▶ **Instruction 1**
According to the email below, what is the policy for changes to the registry?

▶ **Text shown**

On Mon, Nov 11, 2019 at 7:54 AM John Levine <[email protected]> wrote:

> In article <CAL0qLwbo1AtJ6LG1UuSSoBC-GwjdQsc5CA2h6q5VqMxH=
> [email protected]> you write:
> >Just to be clear: The policy for changes to that registry is "Expert
> >Review", but since the action that put it there was a document with IETF
> >consensus, I'm pretty hesitant about just approving this change based on a
> >formal request.  I'd rather at least see some consensus discussion about
> >it, or even better, a revision/update to RFC8601.
>
> Hey, wait, Expert Review is supposed to be considerably looser than RFC
> Required.
>

Sure is.

Since there's no danger of running out of token names, I'd encourage
> you to accept new ptypes if they have a clear spec and a plausible use
> case.  In this instance, I think the description in the I-D is OK, but
> for the use case I would like some evidence that someone, somewhere is
> implementing it and doing something with the result.

▶ **Provided material**
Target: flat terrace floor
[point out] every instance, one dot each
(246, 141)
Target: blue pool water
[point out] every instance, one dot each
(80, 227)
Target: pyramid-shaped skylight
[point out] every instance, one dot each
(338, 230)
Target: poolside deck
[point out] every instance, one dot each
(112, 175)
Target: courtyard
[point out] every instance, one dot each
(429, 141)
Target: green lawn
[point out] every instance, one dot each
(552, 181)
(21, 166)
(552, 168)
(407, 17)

==

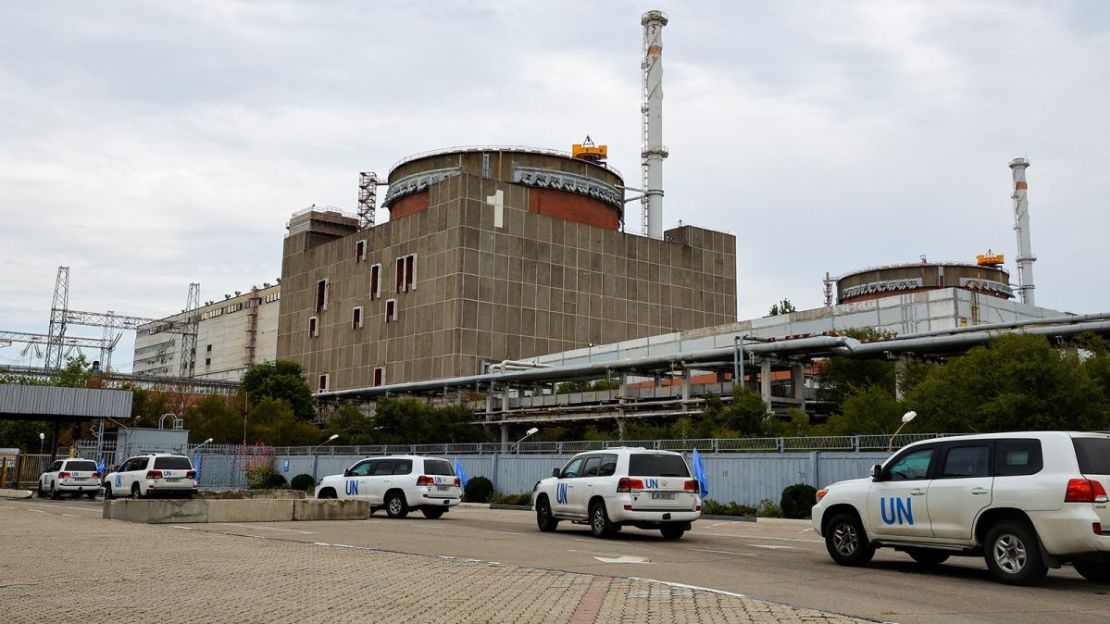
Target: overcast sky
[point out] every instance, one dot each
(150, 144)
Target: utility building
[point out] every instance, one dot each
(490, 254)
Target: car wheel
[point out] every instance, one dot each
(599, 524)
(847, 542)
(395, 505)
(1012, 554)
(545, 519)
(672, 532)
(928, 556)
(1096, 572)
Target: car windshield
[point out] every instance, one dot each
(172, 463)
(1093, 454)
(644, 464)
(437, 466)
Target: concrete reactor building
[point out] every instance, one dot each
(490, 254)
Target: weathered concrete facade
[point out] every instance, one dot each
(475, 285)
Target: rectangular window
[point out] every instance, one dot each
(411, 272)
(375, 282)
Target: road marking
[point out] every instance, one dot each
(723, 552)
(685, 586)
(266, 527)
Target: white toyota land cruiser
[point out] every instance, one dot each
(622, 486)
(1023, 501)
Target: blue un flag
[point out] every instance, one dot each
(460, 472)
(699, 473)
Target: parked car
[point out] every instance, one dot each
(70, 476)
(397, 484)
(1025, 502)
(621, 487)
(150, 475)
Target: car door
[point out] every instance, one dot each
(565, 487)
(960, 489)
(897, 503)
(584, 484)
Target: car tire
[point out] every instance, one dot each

---

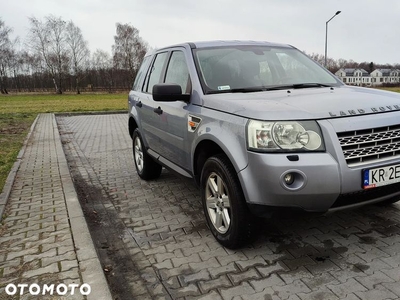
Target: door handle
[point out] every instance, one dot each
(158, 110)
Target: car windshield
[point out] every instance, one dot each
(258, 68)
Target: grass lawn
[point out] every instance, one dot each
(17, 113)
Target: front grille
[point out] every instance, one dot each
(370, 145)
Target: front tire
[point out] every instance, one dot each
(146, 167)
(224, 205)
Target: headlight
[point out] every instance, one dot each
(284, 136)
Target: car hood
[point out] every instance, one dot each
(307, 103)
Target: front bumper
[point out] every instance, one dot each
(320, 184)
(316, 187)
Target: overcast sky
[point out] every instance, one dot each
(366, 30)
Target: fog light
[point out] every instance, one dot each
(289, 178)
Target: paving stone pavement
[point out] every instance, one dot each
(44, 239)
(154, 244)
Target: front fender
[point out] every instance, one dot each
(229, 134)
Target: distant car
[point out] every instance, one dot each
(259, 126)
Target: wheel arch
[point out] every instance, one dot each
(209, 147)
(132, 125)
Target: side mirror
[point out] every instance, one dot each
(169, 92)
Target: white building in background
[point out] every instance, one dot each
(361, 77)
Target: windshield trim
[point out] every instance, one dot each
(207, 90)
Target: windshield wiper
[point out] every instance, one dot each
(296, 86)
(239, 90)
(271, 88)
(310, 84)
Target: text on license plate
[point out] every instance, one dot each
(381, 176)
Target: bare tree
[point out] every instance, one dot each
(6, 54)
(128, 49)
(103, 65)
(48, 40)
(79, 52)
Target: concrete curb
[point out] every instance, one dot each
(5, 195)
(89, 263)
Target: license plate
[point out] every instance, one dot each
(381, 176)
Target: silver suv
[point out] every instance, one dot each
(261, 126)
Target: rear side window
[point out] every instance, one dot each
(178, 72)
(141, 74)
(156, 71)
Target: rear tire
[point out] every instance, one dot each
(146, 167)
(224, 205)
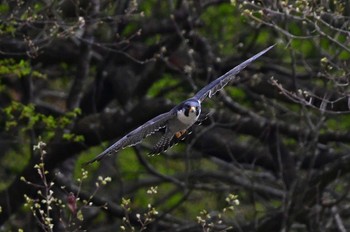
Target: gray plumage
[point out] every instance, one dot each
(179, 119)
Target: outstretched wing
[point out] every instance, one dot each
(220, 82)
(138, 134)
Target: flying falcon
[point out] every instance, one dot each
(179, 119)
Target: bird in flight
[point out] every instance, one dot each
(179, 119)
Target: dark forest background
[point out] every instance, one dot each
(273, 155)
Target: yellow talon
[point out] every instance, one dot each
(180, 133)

▶ **Instruction 2**
Pull out every line of the records above that contains the string "front".

▶ **Worked solution 1**
Expert Review

▶ **Worked solution 2**
Target: front grille
Target: front tire
Target: front bumper
Target: front fender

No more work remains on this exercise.